• [THINGS TO DO]
1. For each statement (a), (b) and (c), say whether it agrees with the anomaly detection notebook. Answer yes or no, and quote the words of the notebook that decide it.

(a) Hyperparameter tuning is done with maggy.
(b) The best hyperparameters are read from a CSV file.
(c) The Spark application listed is in the busy state.
2. Write what comes next in the anomaly detection notebook, starting after its last heading.

+++ PASSAGE

### Anomaly detection model achitecture and hyperparameter tuning 
No we are ready to define GAN based anomaly detection model architecture and perform hyperparameter tuning using maggy. For more details about this model refer to https://arxiv.org/pdf/1905.11034.pdf.
![Training Dataset](./images/maggy_hp.png)

In [1]:
spark

Starting Spark application


ID,Application ID,Kind,State,Spark UI,Driver log
49,application_1651406915314_0007,pyspark,idle,Link,Link


SparkSession available as 'spark'.
<pyspark.sql.session.SparkSession object at 0x7f179e574850>

In [2]:
from hops import experiment
from hops import hdfs
import json

In [3]:
best_hyperparams_path = "Resources/embeddings_best_hp.json"
best_hyperparams = json.loads(hdfs.load(best_hyperparams_path))
args_dict = {}
for key in best_hyperparams.keys():
    args_dict[key] = [best_hyperparams[key]]

### Define hopsworks experiments wrapper function and put all the training logic there.

++++++
+++ DATA LINES

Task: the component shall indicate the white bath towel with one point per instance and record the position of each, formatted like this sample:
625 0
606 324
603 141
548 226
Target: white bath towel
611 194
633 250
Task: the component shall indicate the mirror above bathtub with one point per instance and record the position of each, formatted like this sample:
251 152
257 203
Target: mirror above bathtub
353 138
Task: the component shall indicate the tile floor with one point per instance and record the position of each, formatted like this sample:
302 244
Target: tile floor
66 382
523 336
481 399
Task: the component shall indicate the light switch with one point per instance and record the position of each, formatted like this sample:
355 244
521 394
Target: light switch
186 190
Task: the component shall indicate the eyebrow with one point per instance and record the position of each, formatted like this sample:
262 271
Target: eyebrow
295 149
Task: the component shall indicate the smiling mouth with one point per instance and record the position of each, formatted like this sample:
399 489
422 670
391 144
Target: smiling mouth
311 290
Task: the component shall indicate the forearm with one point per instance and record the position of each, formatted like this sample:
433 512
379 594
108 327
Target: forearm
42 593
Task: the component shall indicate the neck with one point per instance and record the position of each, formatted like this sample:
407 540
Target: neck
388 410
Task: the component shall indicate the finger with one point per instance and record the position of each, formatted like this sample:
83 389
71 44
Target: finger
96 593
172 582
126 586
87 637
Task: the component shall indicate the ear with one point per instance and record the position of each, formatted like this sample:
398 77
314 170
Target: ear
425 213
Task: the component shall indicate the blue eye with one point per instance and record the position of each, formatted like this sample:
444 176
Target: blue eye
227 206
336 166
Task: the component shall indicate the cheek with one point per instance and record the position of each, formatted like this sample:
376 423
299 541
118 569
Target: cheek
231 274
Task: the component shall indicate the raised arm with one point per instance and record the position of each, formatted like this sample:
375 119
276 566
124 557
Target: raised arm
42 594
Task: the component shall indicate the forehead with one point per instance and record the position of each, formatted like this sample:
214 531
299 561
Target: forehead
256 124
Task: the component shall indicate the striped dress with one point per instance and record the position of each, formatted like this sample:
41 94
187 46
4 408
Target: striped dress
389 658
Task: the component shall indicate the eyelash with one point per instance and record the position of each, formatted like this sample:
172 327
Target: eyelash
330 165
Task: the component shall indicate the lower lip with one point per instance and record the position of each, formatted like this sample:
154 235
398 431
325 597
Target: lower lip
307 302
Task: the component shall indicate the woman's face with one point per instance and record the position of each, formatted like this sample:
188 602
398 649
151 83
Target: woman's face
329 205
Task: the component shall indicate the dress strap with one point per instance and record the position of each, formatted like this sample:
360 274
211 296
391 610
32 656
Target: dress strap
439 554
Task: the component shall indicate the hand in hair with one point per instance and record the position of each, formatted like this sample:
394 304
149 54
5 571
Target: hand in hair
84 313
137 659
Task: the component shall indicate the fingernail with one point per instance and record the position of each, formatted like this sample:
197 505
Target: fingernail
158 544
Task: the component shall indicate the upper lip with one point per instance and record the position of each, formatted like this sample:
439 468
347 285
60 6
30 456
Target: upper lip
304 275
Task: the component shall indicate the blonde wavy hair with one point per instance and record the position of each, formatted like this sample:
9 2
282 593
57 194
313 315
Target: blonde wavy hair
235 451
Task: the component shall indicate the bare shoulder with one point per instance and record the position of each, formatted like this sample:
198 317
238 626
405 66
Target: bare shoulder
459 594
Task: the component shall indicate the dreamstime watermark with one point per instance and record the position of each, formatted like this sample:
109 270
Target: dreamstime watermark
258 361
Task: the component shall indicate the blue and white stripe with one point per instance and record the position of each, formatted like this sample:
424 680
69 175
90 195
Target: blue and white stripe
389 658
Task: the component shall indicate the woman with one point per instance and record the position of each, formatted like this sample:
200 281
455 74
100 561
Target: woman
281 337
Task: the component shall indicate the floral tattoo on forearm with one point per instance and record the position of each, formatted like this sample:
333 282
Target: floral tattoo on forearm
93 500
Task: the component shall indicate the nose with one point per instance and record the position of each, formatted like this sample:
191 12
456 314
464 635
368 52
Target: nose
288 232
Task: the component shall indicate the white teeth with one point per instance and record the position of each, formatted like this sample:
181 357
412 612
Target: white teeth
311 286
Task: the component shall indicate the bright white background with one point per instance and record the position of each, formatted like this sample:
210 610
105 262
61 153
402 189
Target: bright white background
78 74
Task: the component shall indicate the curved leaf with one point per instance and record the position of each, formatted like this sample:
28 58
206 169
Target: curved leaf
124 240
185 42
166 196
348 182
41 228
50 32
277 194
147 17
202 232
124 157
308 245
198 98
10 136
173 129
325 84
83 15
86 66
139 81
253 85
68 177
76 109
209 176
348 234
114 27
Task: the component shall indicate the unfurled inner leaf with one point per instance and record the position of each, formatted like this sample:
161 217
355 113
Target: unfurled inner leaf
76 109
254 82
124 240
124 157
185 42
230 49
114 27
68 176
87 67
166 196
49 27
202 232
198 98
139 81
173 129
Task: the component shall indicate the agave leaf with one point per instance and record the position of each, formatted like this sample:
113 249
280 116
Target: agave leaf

++++++

• [ANSWERS TO THE PROBLEMS]
1.
(a) Yes: "perform hyperparameter tuning using maggy"
(b) No: "Resources/embeddings_best_hp.json"
(c) No: "pyspark,idle"

2.
In [5]:
def experiment_wrapper(
    latent_dim,
    discriminator_n_layers,
    discriminator_activation_fn,
    discriminator_middle_layer_activation_fn,    
    
    discriminator_batch_norm,
    discriminator_dropout_rate, 
    discriminator_learning_rate,
    discriminator_extra_steps,

    generator_start_n_units,
    generator_n_layers,
    generator_activation_fn,
    generator_middle_layer_activation_fn,        
    generator_batch_norm,
    generator_dropout_rate, 
    generator_learning_rate,

    encoder_start_n_units,
    encoder_n_layers,
    encoder_activation_fn,
    encoder_middle_layer_activation_fn,        
    encoder_batch_norm,
    encoder_dropout_rate, 
    encoder_learning_rate):
        
    import tensorflow as tf
    from adversarialaml.gan_enc_ano import GanAnomalyDetector,  GanAnomalyMonitor 
    from hops import tensorboard

    ## Connect to hsfs and retrieve datasets for training and evaluation 
    import hsfs
    # Create a connection
    connection = hsfs.connection(engine = "training")
    # Get the feature store handle for the project's feature store
    fs = connection.get_feature_store()

    ben_td = fs.get_training_dataset("gan_non_sar_training_df", 1)
    eval_td = fs.get_training_dataset("gan_eval_df", 1)
    
    int_to_act_fn = {
        1: 'linear',        
        2: 'relu',
        3: 'leaky_relu',
        4: 'selu',
        5: 'tanh'
    }
    
    # Set the number of epochs for trainining.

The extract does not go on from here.